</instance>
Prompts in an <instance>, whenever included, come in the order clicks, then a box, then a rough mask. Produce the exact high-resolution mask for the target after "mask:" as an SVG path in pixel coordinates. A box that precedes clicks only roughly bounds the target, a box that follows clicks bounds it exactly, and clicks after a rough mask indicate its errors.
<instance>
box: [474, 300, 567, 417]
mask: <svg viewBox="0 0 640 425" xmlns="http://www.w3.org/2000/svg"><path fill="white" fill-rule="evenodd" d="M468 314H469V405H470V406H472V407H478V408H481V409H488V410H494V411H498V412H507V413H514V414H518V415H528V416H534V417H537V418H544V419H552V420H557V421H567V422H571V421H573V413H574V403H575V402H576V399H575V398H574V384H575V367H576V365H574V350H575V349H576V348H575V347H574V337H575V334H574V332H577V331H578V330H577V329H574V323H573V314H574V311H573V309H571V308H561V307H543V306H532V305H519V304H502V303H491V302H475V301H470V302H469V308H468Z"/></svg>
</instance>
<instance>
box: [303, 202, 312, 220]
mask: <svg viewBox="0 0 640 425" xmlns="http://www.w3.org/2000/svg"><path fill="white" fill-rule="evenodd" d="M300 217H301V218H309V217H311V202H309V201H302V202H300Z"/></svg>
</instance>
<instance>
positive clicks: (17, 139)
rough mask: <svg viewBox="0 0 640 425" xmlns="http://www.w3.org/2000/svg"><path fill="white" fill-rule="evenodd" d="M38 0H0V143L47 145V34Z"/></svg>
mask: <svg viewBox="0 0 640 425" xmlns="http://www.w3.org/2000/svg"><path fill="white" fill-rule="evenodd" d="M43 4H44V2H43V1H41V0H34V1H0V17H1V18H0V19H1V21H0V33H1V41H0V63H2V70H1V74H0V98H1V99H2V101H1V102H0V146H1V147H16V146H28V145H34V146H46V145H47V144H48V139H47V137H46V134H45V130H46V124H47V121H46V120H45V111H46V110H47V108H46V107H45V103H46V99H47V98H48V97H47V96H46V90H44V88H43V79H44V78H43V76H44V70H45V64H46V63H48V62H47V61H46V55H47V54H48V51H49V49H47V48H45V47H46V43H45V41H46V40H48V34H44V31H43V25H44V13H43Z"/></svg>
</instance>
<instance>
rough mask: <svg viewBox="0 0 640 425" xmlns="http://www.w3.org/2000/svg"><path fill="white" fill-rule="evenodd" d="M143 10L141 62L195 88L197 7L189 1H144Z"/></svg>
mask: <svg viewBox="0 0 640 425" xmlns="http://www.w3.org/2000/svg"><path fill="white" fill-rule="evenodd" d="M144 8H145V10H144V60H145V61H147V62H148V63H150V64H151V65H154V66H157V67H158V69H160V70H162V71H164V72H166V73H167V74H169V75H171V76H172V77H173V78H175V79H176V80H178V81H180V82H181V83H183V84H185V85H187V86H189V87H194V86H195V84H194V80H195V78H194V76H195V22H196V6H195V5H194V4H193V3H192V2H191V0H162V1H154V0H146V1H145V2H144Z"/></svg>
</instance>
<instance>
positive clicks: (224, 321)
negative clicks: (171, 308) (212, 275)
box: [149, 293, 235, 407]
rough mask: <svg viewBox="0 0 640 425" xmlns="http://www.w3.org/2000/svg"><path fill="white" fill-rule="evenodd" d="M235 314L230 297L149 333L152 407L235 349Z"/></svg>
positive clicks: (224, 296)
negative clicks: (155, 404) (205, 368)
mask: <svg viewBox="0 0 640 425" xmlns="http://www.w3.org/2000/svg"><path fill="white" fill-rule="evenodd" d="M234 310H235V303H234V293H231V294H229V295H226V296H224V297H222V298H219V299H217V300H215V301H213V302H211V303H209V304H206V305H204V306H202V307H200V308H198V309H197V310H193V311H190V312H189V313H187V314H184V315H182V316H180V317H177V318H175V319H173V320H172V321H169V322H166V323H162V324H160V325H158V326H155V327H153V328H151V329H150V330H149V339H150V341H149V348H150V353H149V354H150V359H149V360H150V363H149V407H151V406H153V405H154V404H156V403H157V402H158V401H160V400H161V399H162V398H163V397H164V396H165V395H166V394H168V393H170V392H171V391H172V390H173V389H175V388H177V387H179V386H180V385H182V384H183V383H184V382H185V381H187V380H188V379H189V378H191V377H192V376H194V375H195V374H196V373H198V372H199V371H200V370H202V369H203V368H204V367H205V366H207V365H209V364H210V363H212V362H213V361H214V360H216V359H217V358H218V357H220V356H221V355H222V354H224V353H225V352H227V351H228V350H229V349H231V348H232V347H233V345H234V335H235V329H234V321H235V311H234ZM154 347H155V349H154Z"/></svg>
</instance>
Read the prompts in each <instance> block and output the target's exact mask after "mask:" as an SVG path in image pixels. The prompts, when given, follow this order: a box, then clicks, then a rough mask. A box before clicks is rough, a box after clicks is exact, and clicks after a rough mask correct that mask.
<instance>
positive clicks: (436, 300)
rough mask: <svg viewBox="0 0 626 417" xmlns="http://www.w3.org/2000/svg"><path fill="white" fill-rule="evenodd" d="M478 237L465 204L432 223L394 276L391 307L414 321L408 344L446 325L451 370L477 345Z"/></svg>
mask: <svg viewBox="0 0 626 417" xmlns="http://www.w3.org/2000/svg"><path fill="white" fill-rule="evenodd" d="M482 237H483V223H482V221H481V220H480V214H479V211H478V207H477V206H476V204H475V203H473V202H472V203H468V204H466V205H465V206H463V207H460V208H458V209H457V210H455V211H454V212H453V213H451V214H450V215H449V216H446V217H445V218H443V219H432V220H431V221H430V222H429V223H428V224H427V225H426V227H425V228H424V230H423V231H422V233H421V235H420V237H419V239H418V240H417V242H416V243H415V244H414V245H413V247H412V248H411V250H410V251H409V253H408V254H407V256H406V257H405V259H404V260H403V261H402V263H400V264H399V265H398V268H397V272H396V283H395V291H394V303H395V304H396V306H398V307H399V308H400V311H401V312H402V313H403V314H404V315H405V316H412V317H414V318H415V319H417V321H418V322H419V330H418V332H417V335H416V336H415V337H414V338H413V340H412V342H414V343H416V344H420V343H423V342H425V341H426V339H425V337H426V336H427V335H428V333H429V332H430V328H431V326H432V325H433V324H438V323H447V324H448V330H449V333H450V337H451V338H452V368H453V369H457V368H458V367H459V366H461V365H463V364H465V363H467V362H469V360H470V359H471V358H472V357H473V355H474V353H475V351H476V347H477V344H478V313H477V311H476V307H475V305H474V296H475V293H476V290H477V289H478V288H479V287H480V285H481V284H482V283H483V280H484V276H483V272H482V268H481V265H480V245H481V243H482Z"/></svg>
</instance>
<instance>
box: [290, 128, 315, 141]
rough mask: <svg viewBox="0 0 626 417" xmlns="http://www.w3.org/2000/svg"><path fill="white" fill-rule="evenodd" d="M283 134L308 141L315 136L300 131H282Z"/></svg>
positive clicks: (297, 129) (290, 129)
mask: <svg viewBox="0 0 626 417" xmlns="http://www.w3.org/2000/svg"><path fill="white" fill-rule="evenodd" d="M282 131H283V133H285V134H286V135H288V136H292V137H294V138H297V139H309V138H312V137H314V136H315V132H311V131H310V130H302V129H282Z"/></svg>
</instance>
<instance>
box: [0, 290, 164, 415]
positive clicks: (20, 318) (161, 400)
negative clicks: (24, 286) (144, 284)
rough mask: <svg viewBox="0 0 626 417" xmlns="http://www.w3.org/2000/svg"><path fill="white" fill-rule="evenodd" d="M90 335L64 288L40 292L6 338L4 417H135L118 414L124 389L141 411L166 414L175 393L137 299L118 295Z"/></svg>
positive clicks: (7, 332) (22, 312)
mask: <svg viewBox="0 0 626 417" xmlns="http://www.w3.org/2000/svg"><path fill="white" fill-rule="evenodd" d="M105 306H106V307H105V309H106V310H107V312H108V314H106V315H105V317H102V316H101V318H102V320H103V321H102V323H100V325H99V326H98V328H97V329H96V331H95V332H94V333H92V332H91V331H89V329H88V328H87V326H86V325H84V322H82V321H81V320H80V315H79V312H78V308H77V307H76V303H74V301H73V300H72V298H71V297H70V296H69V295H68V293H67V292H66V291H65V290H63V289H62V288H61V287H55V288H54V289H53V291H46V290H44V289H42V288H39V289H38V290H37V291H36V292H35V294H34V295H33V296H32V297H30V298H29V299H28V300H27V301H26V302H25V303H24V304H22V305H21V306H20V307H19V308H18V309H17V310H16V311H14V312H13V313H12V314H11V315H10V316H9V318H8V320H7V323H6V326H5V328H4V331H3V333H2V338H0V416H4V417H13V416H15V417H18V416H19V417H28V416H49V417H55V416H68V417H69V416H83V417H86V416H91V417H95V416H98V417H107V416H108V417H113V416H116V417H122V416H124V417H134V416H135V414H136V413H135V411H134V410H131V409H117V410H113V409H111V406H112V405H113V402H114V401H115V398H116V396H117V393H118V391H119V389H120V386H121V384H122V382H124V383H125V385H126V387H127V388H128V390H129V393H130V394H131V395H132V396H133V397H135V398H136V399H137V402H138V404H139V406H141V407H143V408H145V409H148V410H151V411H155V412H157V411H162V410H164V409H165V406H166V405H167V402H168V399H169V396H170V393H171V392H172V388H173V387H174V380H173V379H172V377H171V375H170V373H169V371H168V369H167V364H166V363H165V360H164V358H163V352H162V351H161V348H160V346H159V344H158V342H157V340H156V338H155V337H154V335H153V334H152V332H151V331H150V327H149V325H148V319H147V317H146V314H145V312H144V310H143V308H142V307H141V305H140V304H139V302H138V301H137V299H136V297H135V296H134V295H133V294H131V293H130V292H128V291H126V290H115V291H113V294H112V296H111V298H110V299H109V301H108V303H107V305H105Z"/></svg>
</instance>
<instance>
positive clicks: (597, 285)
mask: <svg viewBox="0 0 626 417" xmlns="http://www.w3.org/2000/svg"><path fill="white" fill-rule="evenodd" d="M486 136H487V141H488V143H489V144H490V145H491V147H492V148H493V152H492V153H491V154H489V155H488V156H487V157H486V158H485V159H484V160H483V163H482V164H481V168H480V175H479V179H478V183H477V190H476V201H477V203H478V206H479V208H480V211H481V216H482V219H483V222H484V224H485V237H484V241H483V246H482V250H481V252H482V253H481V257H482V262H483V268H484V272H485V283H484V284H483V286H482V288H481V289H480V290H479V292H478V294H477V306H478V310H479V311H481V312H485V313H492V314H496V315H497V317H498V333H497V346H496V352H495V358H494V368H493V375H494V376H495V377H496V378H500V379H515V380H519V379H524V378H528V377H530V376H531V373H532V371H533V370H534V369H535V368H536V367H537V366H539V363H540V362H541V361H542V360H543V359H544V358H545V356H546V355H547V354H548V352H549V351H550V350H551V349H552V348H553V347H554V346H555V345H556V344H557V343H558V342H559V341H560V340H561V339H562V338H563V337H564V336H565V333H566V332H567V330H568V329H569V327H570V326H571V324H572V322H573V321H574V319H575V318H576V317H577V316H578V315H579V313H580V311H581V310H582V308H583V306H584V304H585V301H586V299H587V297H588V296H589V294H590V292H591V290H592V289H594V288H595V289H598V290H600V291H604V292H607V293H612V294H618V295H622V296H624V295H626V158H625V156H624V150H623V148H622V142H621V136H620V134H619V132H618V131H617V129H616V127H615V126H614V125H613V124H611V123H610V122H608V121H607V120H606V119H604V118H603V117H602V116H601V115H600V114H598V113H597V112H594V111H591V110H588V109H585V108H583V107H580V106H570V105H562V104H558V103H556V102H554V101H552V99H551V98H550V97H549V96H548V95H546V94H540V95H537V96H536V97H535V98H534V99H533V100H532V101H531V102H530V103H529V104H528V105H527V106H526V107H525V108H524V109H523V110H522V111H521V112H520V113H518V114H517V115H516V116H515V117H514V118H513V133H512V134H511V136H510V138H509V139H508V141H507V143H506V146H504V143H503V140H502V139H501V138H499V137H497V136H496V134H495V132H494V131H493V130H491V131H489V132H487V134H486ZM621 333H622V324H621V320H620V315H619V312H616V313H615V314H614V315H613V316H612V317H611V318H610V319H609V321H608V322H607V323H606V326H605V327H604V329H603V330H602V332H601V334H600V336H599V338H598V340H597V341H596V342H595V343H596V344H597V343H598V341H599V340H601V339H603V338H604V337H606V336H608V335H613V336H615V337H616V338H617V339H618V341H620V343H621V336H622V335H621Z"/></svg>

---*---

**Your instructions:** Search each line of the data above for "that", and copy the lines where it occurs.

**Answer for this exercise:**
Prompts in an <instance>, whenever included, come in the order clicks, then a box, then a rough mask. Produce the exact high-resolution mask for the target after "mask:" as an SVG path in pixel coordinates. A box that precedes clicks only roughly bounds the target, a box that follows clicks bounds it exactly, and clicks after a rough mask indicate its errors.
Read the prompts in each <instance> block and output the target's exact mask after "mask:" as an SVG path in image pixels. The prompts, when given, follow this order: a box, then clicks, then a rough mask. A box before clicks is rough, a box after clicks is exact, and clicks after a rough mask correct that mask.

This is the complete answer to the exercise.